### YOUR TASK
Give back exactly the stretch of data below from the line holding "Which spot lies innermost in each instance of the hand" through the line holding "Which spot lies innermost in each instance of the crowd", both ends included, and leave the remaining lines out.

BEGIN DATASET EXCERPTS

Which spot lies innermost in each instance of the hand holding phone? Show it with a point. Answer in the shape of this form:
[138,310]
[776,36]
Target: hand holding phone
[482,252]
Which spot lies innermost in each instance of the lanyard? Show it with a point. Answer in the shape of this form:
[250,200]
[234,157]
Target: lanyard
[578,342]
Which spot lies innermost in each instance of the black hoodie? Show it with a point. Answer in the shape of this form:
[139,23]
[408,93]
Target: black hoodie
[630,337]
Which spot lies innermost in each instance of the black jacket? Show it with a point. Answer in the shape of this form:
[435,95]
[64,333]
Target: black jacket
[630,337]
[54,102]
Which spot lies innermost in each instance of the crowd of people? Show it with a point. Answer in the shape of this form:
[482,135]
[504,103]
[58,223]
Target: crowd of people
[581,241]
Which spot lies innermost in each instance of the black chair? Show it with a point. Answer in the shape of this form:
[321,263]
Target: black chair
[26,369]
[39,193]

END DATASET EXCERPTS
BEGIN DATASET EXCERPTS

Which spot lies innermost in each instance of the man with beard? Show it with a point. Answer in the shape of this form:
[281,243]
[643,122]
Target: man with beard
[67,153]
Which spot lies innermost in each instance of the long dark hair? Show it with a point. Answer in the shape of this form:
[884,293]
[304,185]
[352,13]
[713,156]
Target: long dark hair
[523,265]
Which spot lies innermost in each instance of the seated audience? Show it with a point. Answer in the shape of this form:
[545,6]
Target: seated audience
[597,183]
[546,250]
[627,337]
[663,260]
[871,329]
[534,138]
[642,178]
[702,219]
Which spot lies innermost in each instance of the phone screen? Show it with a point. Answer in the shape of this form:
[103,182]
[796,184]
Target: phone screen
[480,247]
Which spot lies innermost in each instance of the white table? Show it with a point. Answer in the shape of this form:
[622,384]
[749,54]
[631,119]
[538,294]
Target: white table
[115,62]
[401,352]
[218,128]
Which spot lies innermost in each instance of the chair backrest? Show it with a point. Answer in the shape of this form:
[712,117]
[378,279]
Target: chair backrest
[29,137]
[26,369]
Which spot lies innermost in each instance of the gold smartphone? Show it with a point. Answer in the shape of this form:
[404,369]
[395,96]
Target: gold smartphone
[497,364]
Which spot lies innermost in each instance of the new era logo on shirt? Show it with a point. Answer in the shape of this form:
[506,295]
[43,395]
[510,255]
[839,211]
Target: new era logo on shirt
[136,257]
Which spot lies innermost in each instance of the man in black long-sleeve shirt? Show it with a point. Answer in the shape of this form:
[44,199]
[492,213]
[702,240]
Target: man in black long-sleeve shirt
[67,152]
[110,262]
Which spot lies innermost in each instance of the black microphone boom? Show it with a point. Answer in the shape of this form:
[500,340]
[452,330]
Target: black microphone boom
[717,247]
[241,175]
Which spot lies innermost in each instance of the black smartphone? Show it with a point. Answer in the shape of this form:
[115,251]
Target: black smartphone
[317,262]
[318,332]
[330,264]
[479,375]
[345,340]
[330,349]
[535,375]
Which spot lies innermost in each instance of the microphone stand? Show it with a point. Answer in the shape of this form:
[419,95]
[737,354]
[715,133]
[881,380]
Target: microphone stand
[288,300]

END DATASET EXCERPTS

### RESPONSE TO THIS TASK
Which spot lies innermost in each instance of the hand holding phone? Show it with a point. Answer in the shape of this form:
[138,310]
[776,36]
Target: hand holding phone
[482,252]
Which spot lies innermost in each instance of the lanyard? Show it with a point. Answer in the shape of this form:
[250,200]
[234,157]
Target: lanyard
[578,342]
Which spot lies innermost in each instance of the black hoodie? Show it with a point. Answer in the shape of this form:
[139,23]
[408,93]
Target: black hoodie
[630,337]
Which spot lies innermost in each instance of the black jacket? Show it with a point. Answer in the shape of this form:
[435,95]
[64,333]
Target: black jacket
[630,337]
[54,102]
Which spot lies innermost in each instance of the crowd of people? Show it with a point. Answer in the shape of this form:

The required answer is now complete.